◆ Goal
Reproduce all of the material below, switching "quickstart" to "walkthrough" and leaving everything else unchanged. Leave the pictures out of your answer.
● ● ● ● ●
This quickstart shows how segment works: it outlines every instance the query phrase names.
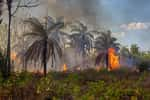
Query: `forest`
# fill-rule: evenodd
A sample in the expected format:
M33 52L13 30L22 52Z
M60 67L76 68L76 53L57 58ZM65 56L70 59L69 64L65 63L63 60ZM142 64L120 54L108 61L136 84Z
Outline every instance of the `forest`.
M0 100L150 99L150 51L40 5L0 0Z

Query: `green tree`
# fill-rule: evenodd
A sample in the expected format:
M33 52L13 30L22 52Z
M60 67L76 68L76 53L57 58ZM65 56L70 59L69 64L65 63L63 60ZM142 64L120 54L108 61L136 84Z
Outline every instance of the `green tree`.
M116 42L117 39L115 37L112 37L111 31L99 32L99 34L100 35L95 39L95 48L98 52L103 52L99 55L105 54L105 56L103 56L102 58L105 59L106 66L108 67L108 49L119 49L120 44ZM97 58L99 58L99 55L97 56Z
M139 55L139 47L137 44L132 44L131 45L131 48L130 48L130 51L133 55Z
M72 24L71 28L71 32L73 33L70 35L72 45L82 56L87 55L92 48L92 40L94 38L91 34L92 31L89 31L88 27L81 22Z
M29 18L25 22L31 25L31 32L24 34L24 36L30 37L29 47L25 52L25 61L29 60L33 61L41 61L44 67L44 75L47 73L47 62L51 58L52 67L54 60L56 60L56 53L58 56L62 56L62 50L59 45L59 41L56 40L52 34L57 30L60 30L64 27L63 21L50 21L49 23L46 21L46 24L43 25L36 18Z

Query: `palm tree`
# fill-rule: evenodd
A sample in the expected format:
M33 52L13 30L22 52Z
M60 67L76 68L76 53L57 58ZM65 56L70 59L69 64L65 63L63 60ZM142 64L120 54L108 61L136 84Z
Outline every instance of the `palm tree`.
M0 17L1 17L1 15L2 15L2 7L3 7L3 0L0 0ZM2 23L2 19L0 19L0 24Z
M8 42L7 42L7 72L10 74L11 68L11 21L12 21L12 0L7 0L8 7Z
M138 55L139 54L139 47L137 44L132 44L131 45L131 48L130 48L130 51L132 53L132 55Z
M87 55L93 44L92 40L94 37L91 34L92 31L89 31L88 27L81 22L72 24L71 28L71 32L73 33L70 35L72 45L82 54L82 56Z
M62 50L59 45L59 41L53 37L53 32L60 30L64 27L64 22L49 20L43 25L36 18L29 18L25 22L31 25L31 32L24 34L24 36L29 36L31 43L25 52L25 61L39 61L43 64L44 75L47 73L47 62L51 58L52 67L54 67L54 60L56 56L62 56ZM56 54L58 53L58 54Z
M108 67L108 49L119 49L120 44L116 42L117 39L115 37L111 36L111 31L99 32L99 34L100 36L95 39L95 48L98 52L100 52L99 55L103 55L103 57L105 57L106 66ZM99 55L96 58L96 64L100 63L101 59L98 61L98 58L101 58Z

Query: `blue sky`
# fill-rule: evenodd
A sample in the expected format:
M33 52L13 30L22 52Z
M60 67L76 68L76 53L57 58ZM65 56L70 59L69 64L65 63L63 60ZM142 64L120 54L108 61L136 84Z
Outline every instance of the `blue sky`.
M65 16L70 21L110 29L121 44L138 44L150 50L150 0L41 0L46 6L34 9L35 15ZM40 12L39 12L40 11Z
M101 0L103 6L112 16L110 28L113 32L124 32L119 40L124 45L138 44L141 49L150 49L150 0ZM124 29L121 25L137 23L147 28Z

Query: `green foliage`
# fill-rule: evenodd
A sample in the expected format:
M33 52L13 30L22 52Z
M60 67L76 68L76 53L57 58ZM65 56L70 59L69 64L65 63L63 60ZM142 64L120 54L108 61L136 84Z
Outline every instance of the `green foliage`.
M8 80L0 77L0 90L13 93L14 89L32 87L31 93L36 93L40 99L52 100L149 100L150 91L142 84L150 74L140 74L132 73L131 76L127 70L97 72L89 69L72 73L51 72L40 78L22 72L12 74Z
M138 64L137 68L140 72L147 71L150 69L150 62L148 60L143 60Z

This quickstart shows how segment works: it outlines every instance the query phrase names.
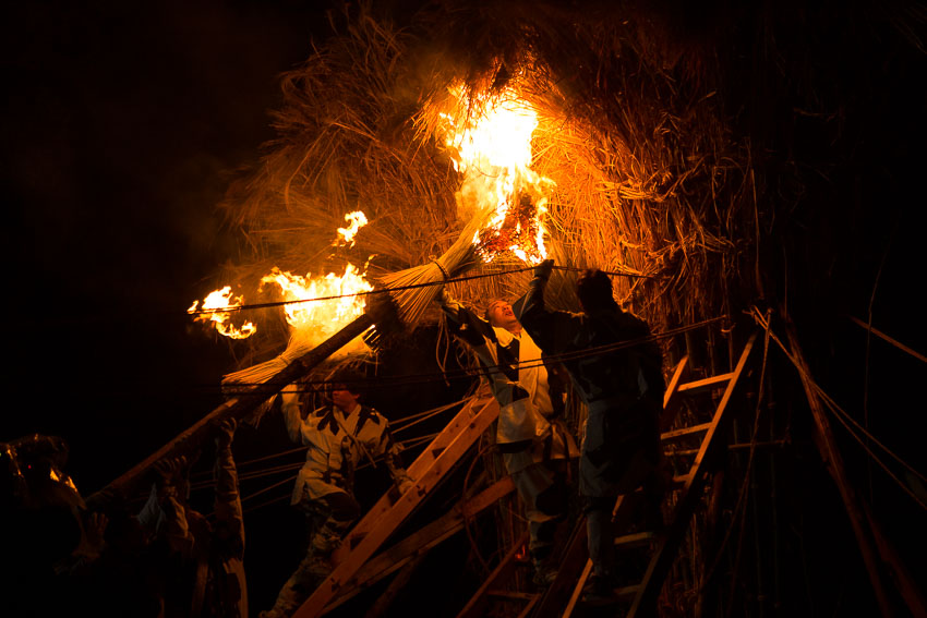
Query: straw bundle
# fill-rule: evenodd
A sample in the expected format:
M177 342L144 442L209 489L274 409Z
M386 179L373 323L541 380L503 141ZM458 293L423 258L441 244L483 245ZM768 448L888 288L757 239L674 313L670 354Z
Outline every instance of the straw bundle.
M336 259L374 256L369 271L387 288L443 280L441 268L454 271L472 238L461 237L460 178L438 130L454 102L448 88L517 84L540 119L532 168L555 183L547 247L558 265L649 276L616 279L615 290L657 330L753 295L763 221L750 148L732 138L698 41L650 36L660 25L634 20L628 7L460 3L431 7L405 28L354 10L284 76L279 137L226 203L245 257L224 280L254 280L273 266L323 270L334 263L330 231L356 209L370 223ZM551 281L555 306L576 307L571 277ZM482 306L520 293L527 279L490 277L452 292ZM407 325L440 319L424 292L393 295ZM236 346L248 348L243 365L255 364L280 339Z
● ● ● ● ●
◆ Complete answer
This walkthrough shows how segment works: it outlines every instance the query phrase names.
Query: `forest`
# fill-rule: evenodd
A sample in the expected format:
M33 52L13 30L22 52Z
M60 67L76 68L76 53L57 58ZM65 56L70 59L69 64L65 63L63 60ZM142 64L120 54L108 61L136 84Z
Outline every instance of the `forest`.
M0 100L150 99L150 51L40 5L0 0Z

Query: `green tree`
# fill-rule: evenodd
A sample in the expected format:
M33 52L13 30L22 52Z
M60 67L76 68L76 53L57 58ZM65 56L70 59L69 64L65 63L63 60ZM142 64L120 54L108 61L136 84Z
Outline every instance of the `green tree`.
M116 42L117 39L115 37L112 37L111 31L99 32L99 34L100 35L95 39L95 48L98 52L103 52L99 55L105 54L105 56L103 56L102 58L105 59L106 66L108 67L108 49L119 49L120 44ZM97 58L99 58L99 55L97 56Z
M139 55L139 47L137 44L132 44L131 45L131 48L130 48L130 51L133 55Z
M72 24L71 28L71 32L73 33L70 35L72 45L82 56L87 55L92 48L92 40L94 38L91 34L92 31L89 31L88 27L81 22Z
M29 18L25 22L31 25L31 32L24 34L24 36L30 37L29 47L25 52L25 61L29 60L33 61L41 61L44 67L44 75L47 73L47 62L51 58L52 67L54 60L56 60L56 53L58 56L62 56L62 50L59 45L59 41L56 40L52 34L57 30L60 30L64 27L63 21L50 21L49 23L46 21L46 24L43 25L36 18Z

Query: `palm tree`
# fill-rule: evenodd
A sample in the expected format:
M33 52L13 30L22 52Z
M60 67L76 68L76 53L57 58ZM65 56L70 59L69 64L65 63L63 60ZM142 64L120 54L108 61L136 84Z
Outline every instance of the `palm tree`.
M0 17L1 17L1 15L2 15L2 7L3 7L3 0L0 0ZM2 23L2 19L0 19L0 24Z
M8 42L7 42L7 72L10 74L11 68L11 21L12 21L12 0L7 0L8 7Z
M138 55L139 54L139 47L137 44L132 44L131 45L131 48L130 48L130 51L132 53L132 55Z
M87 55L93 44L92 40L94 37L91 34L92 31L89 31L88 27L81 22L72 24L71 28L71 32L73 33L70 35L72 45L82 54L82 56Z
M62 50L59 45L59 41L53 37L53 32L60 30L64 27L64 22L49 20L43 25L36 18L29 18L25 22L31 25L31 32L24 34L24 36L29 36L31 43L25 52L25 61L39 61L43 64L44 75L47 73L47 62L51 58L52 67L54 67L54 60L56 56L62 56ZM56 54L58 53L58 54Z
M108 67L108 49L119 49L120 44L116 42L117 39L115 37L111 36L111 31L99 32L99 34L100 36L95 39L95 48L98 52L100 52L99 55L103 55L103 57L105 57L106 66ZM99 55L96 58L96 64L100 63L101 59L98 61L98 58L101 58Z

Query: `blue sky`
# fill-rule: evenodd
A sample in the expected format:
M33 52L13 30L22 52Z
M60 67L76 68L76 53L57 58ZM65 56L70 59L69 64L65 63L63 60ZM142 64L120 54L108 61L136 84Z
Outline every instance of the `blue sky`.
M65 16L70 21L110 29L121 44L138 44L150 50L150 0L41 0L46 6L34 9L35 15ZM40 12L39 12L40 11Z
M101 0L103 6L112 16L110 28L113 32L124 32L119 40L124 45L138 44L141 49L150 49L150 0ZM124 29L121 25L137 23L147 28Z

Query: `green foliage`
# fill-rule: evenodd
A sample in the expected format:
M33 52L13 30L22 52Z
M60 67L76 68L76 53L57 58ZM65 56L70 59L69 64L65 63L63 60ZM142 64L120 54L108 61L136 84Z
Outline every instance of the `green foliage`.
M8 80L0 77L0 90L13 93L14 89L32 87L31 93L36 93L40 99L52 100L149 100L150 91L142 84L150 74L140 74L132 73L131 76L127 70L97 72L89 69L72 73L51 72L40 78L22 72L12 74Z
M138 64L137 68L140 72L147 71L150 69L150 62L148 60L143 60Z

This walkthrough shows how segment works: it outlines every instance the query phrase names.
Query: straw bundle
# fill-rule: evenodd
A sample in the expected format:
M177 342L144 442L209 489L274 409Z
M386 179L373 323L541 380L503 141ZM458 293L423 258L441 244L483 245ZM768 448L888 288L757 239L674 313L670 354Z
Outline every instance of the straw bundle.
M336 259L374 256L369 271L387 288L443 280L441 268L454 271L472 238L461 237L460 178L438 130L454 102L448 88L517 84L540 119L532 168L555 183L547 247L558 265L649 276L616 279L615 290L657 330L753 295L763 221L750 148L732 138L698 41L650 36L660 25L634 20L628 7L460 3L431 7L405 28L354 10L284 76L279 137L226 203L245 257L224 280L254 280L273 266L323 270L334 263L330 231L356 209L370 223ZM551 281L555 306L576 307L571 277ZM482 306L520 293L527 279L490 277L452 292ZM407 325L440 319L424 292L393 295ZM236 346L248 348L243 365L255 364L280 339Z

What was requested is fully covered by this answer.